(Task to complete) Please express the data below as a JSON list of strings, one string per line and no entries for blank lines, and leave the pictures out.

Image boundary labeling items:
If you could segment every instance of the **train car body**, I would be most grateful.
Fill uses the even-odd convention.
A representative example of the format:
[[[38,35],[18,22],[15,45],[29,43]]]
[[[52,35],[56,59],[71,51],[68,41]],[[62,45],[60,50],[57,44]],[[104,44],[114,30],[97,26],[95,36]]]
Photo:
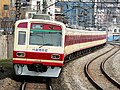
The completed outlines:
[[[19,20],[15,24],[16,75],[58,77],[67,55],[106,43],[106,33],[66,28],[57,21]]]

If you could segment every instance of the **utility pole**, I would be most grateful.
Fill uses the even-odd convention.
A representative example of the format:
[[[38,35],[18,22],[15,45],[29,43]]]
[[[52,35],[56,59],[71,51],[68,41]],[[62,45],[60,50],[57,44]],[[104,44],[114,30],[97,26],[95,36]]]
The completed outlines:
[[[43,0],[43,10],[42,10],[42,13],[43,14],[46,14],[47,13],[47,2],[46,2],[46,0]]]
[[[20,0],[16,0],[16,17],[15,17],[15,21],[20,19],[20,8],[21,8],[21,1]]]

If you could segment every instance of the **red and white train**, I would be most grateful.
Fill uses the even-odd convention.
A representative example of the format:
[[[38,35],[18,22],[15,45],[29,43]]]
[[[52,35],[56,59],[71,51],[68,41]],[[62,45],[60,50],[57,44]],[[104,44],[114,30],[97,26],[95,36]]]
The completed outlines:
[[[104,31],[71,29],[51,20],[19,20],[15,24],[14,70],[16,75],[58,77],[66,57],[105,43]]]

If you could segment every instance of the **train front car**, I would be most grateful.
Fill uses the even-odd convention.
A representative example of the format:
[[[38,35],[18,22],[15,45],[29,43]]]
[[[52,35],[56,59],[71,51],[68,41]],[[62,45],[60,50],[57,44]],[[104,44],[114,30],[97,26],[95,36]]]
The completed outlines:
[[[58,77],[64,63],[64,37],[63,23],[17,21],[13,51],[16,75]]]

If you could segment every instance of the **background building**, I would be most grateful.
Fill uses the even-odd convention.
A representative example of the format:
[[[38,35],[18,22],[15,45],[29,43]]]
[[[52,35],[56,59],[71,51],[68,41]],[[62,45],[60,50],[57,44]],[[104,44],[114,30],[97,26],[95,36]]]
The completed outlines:
[[[11,18],[15,13],[14,0],[0,0],[0,18]]]

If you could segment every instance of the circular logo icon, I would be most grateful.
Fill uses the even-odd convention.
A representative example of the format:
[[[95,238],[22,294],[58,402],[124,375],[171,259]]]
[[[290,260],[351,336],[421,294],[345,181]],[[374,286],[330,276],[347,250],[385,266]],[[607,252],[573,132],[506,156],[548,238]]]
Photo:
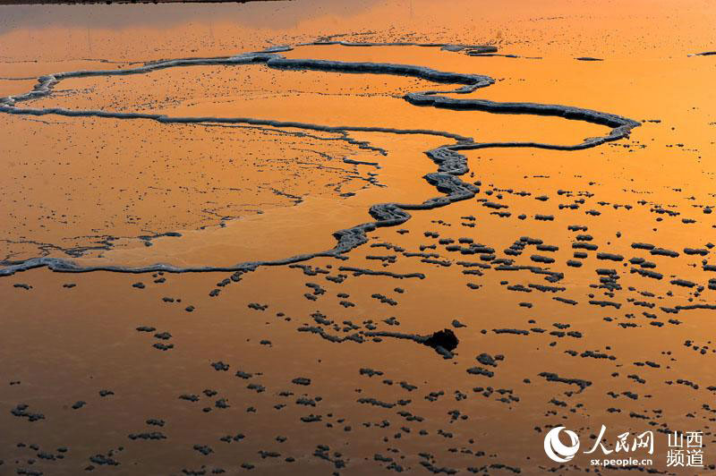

(Answer to this problem)
[
  "If you could segment every instance of the **train car body**, I would be most grateful.",
  "Fill uses the even-odd convention.",
  "A representative example of the format:",
  "[[[38,35],[18,22],[15,45],[29,43]]]",
  "[[[52,35],[56,59],[71,51],[68,41]],[[62,45],[60,50],[57,44]],[[104,44],[114,30],[97,26],[95,36]]]",
  "Photo:",
  "The completed outlines:",
  "[[[19,20],[15,24],[16,75],[58,77],[67,55],[106,43],[106,33],[66,28],[57,21]]]",
  "If you could segment every instance of the **utility pole**, I would be most grateful.",
  "Fill uses the even-odd convention.",
  "A representative example of the format:",
  "[[[38,35],[18,22],[15,45],[29,43]]]",
  "[[[52,35],[56,59],[71,51],[68,41]],[[62,45],[60,50],[57,44]],[[104,44],[114,30],[97,26],[95,36]]]",
  "The completed outlines:",
  "[[[43,0],[43,10],[42,10],[42,13],[43,14],[46,14],[47,13],[47,2],[46,2],[46,0]]]",
  "[[[20,0],[16,0],[16,17],[15,17],[15,21],[20,19],[20,8],[21,8],[21,1]]]",
  "If you could segment every instance of the **red and white train**, I would be most grateful.",
  "Fill uses the even-odd convention.",
  "A representative example of the format:",
  "[[[38,35],[18,22],[15,45],[29,43]]]",
  "[[[52,35],[56,59],[71,51],[68,41]],[[62,45],[60,50],[57,44]],[[104,44],[114,30],[97,26],[95,36]]]",
  "The completed outlines:",
  "[[[104,31],[71,29],[51,20],[19,20],[15,24],[14,70],[16,75],[58,77],[66,57],[105,43]]]",
  "If you could segment every instance of the **train front car**, I would be most grateful.",
  "Fill uses the even-odd convention.",
  "A representative example of the format:",
  "[[[38,35],[18,22],[15,45],[29,43]]]",
  "[[[52,35],[56,59],[71,51],[68,41]],[[62,45],[60,50],[57,44]],[[104,44],[114,30],[97,26],[95,36]]]",
  "The completed outlines:",
  "[[[58,77],[64,63],[64,37],[63,23],[17,21],[13,51],[16,75]]]",
  "If you could segment every instance of the **background building**, I would be most grateful.",
  "Fill uses the even-odd convention.",
  "A representative example of the format:",
  "[[[38,35],[18,22],[15,45],[29,43]]]",
  "[[[52,35],[56,59],[71,51],[68,41]],[[62,45],[60,50],[57,44]],[[104,44],[114,30],[97,26],[95,36]]]",
  "The completed outlines:",
  "[[[11,18],[15,13],[14,0],[0,0],[0,18]]]",
  "If you could segment every instance of the circular logo icon, I would be most grateful.",
  "Fill uses the even-odd convention.",
  "A representative example of the format:",
  "[[[95,238],[22,294],[58,402],[124,375],[171,259]]]",
  "[[[290,260],[351,336],[421,294],[345,181]],[[374,286],[330,276],[347,250],[385,266]],[[607,252],[573,132],[506,156],[548,238]]]",
  "Photo:"
]